#### DATA RECORDS
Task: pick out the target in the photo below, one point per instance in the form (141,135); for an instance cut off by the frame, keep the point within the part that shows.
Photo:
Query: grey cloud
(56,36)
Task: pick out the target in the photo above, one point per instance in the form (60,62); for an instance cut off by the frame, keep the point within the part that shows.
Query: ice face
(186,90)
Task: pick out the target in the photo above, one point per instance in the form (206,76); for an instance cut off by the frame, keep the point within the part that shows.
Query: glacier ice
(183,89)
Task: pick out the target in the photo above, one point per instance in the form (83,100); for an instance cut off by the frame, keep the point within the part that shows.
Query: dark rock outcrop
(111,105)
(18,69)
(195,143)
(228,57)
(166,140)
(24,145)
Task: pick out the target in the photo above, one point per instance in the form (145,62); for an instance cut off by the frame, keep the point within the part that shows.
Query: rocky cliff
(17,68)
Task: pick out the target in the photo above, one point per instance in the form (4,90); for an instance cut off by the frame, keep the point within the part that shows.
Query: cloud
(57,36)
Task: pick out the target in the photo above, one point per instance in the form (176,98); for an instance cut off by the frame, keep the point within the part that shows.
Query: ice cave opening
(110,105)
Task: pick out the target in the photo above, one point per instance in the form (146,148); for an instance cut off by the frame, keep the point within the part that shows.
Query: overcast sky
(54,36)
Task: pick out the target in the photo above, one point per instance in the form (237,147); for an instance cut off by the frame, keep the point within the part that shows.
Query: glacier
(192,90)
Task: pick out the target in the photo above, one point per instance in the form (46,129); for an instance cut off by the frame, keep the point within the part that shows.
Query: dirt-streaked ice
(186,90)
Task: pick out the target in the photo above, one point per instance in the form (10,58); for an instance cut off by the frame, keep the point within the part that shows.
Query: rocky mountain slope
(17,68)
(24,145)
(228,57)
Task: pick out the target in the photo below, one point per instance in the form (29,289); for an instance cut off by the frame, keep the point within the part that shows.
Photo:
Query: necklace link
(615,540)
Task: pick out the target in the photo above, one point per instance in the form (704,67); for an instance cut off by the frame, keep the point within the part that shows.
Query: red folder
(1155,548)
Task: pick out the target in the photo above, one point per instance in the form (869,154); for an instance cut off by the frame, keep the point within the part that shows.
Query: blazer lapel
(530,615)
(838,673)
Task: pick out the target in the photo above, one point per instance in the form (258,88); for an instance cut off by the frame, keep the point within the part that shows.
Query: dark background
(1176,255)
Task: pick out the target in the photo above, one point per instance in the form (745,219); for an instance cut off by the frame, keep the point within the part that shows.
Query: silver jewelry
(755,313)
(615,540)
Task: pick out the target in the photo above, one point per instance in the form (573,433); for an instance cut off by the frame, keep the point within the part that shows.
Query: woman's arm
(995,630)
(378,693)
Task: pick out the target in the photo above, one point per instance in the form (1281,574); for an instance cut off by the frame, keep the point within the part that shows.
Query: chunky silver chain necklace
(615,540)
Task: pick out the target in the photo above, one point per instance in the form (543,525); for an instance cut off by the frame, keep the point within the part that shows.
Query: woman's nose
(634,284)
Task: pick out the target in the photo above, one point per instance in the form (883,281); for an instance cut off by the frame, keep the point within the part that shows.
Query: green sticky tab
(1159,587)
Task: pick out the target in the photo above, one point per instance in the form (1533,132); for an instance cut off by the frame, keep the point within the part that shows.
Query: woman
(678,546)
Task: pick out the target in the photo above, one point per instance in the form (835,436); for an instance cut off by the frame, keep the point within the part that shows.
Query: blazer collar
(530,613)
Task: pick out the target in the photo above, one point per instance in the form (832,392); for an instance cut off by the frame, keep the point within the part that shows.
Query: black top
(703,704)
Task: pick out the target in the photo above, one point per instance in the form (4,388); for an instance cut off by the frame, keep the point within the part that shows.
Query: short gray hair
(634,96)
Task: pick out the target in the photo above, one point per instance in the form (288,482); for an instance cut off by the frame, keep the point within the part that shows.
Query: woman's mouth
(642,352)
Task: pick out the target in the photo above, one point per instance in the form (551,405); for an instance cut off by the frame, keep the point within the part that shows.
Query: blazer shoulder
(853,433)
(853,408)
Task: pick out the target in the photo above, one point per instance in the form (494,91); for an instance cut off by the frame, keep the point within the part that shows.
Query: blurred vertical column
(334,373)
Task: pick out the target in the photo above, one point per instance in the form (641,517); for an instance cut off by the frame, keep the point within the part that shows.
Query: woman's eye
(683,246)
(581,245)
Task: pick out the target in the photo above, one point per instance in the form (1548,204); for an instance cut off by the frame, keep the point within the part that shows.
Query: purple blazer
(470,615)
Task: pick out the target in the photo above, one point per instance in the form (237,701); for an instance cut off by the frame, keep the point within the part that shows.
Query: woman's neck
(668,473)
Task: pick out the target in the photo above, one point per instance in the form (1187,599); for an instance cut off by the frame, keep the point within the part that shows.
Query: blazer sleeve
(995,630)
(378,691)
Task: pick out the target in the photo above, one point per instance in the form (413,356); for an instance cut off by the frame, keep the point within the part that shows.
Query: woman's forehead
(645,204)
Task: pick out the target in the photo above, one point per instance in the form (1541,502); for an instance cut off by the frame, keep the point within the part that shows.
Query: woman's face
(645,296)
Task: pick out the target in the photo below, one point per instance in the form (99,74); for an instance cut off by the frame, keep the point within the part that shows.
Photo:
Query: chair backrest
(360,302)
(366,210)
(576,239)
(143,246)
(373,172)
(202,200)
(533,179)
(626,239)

#### TO DO
From the listing above, extract every line exactly as it stands.

#### CORRECT RESULT
Task: pick out the target in the photo below, one point per instance in the form (141,135); for an instance cut off by the frame, keep the point within the part that shows.
Photo:
Query: grey cloud
(56,36)
Task: pick out the target in the photo above, one point per instance in the form (60,62); for an instance cut off by the frame, keep the point within the part that shows.
Query: ice face
(186,90)
Task: pick out the target in the photo above, one point per instance in the form (206,76); for an instance cut off by the frame, keep the point within the part that shows.
Query: glacier ice
(183,89)
Task: pick out the target in the photo above, one point per instance in the form (83,100); for an instance cut off by the frame, keep the point within the part that shows.
Query: dark rock outcrop
(111,105)
(18,69)
(195,143)
(228,57)
(166,140)
(24,145)
Task: pick out the target in the photo above, one point per instance in the form (145,62); for an instance cut off by the frame, keep the point within the part that shows.
Query: rocky cliff
(17,68)
Task: pick out the target in the photo above, one point per instance in the form (4,90); for an instance cut off by the frame, keep the point within the part that shows.
Query: cloud
(57,36)
Task: pick out the target in the photo above, one point per instance in the form (176,98); for an instance cut off by the frame, keep the point within the part that shows.
Query: ice cave opening
(110,105)
Task: pick out the target in the photo above, one point per instance in the form (146,148); for an instance cut off by the frame, keep the point within the part that shows.
Query: overcast sky
(54,36)
Task: pick out the target in the photo above, one point per instance in the form (237,147); for an instance cut off by the frame, keep the point within the part that shows.
Query: glacier
(192,90)
Task: pick out the target in the photo above, one point per instance in the form (46,129); for an instance cut off by the frame, keep the point within the part that shows.
Query: dirt-streaked ice
(186,90)
Task: pick out the target in the photo above, one point per instance in the form (10,58); for an instance cut off by the frame, keep the point within the part that shows.
Query: rocky mountain slope
(17,68)
(24,145)
(228,57)
Task: pick out the target in the photo below, one point per instance in the form (29,289); for an instance cut off by the frame, keep the point within the part that shows.
Photo:
Query: necklace link
(615,540)
Task: pick out the target in the photo above, one point per instance in the form (704,67); for an instance cut off by the frame, keep the point within the part that shows.
Query: red folder
(1155,548)
Task: pick out the target in the photo above, one point per instance in the form (869,154); for an instance cut off by the frame, keep the point within the part that shows.
Query: blazer lapel
(530,615)
(838,673)
Task: pick out the target in the photo above, one point per instance in the form (258,88); for an instance cut off by the frame, keep the point within the part that shows.
Query: dark background
(1176,255)
Task: pick out the target in the photo above, one point per instance in the form (745,219); for an instance cut off by the frame, keep the point within the part that shows.
Query: silver jewelry
(755,313)
(615,540)
Task: pick out the target in the photo above, one point per instance in the form (573,433); for an instance cut off by the frame, keep the point within the part that shows.
Query: woman's arm
(995,630)
(378,693)
Task: pick out the target in the photo above, one point per instance in the form (1281,574); for an instance cut off by the frame, keep the point within the part that shows.
Query: chunky silver chain necklace
(615,540)
Task: pick out the target in the photo above, one point per instance in the form (543,525); for an instance cut off by the frame, keep the point within the part that shows.
Query: woman's nose
(634,284)
Task: pick out the target in the photo above, one point per instance in the form (883,281); for an instance cut off by the frame, keep the point within the part that shows.
Query: green sticky tab
(1159,587)
Task: pick out the target in the photo above, one point per instance in the form (1533,132); for an instance cut off by the frame, keep the point within the part that shows.
Query: woman
(678,546)
Task: pick out the target in the photo above, one point per instance in the form (835,436); for an instance cut off by the frame, keep the point within the part that shows.
Query: blazer collar
(530,613)
Task: pick out the target in the photo above, one point per instance in the form (832,392); for an instance cut off by the frame, keep the point within the part that shows.
Query: black top
(703,704)
Task: pick out the target in the photo above, one point per instance in the form (4,388); for an instance cut off by the frame, keep the point within the part that shows.
Query: short gray hair
(634,96)
Task: pick out the target in the photo above, one point per instance in the form (288,482); for an instance cut off by the frame, keep the point within the part that shows.
Query: woman's mouth
(642,352)
Task: pick out the target in the photo above, one point per instance in the form (551,405); for an instance cut off by the frame, keep the point within the part that shows.
Query: blazer shoulder
(853,433)
(853,408)
Task: pick out the target in the photo above, one point per instance in the form (494,91); for an instance cut off by the frame, keep the point within the part that shows.
Query: blurred vertical column
(334,373)
Task: pick out the target in the photo above, one point per instance in the form (641,517); for an instance cut off by the frame, keep the point within the part that shows.
Query: woman's eye
(683,246)
(581,245)
Task: pick out the target in the photo above, one point per instance in the form (1548,204); for an instance cut off by the frame, keep the point within the part that shows.
Query: purple blazer
(470,615)
Task: pick out the target in the photo above, one point per instance in the form (237,701); for an instance cut off by the frame, keep the point within the part that shows.
Query: woman's neck
(668,473)
Task: pick out the target in the photo above, one point per instance in the form (1187,599); for an instance cut off by the frame, keep the point within the part that shows.
Query: blazer sleeve
(995,630)
(378,691)
Task: pick out the target in the photo above, one point per instance in the form (413,356); for an instance cut off by the frame, keep the point within the part that shows.
Query: woman's forehead
(645,204)
Task: pick out the target in the photo above, one point per instance in the form (1541,502); for an instance cut off by the frame, keep the point within the part that shows.
Query: woman's face
(645,296)
Task: pick out the target in the photo below, one point per instance in the form (99,74); for an instance cut off by the frame, keep the point within the part that shows.
Photo:
Query: chair backrest
(360,302)
(366,210)
(576,239)
(143,246)
(373,172)
(202,200)
(533,179)
(626,239)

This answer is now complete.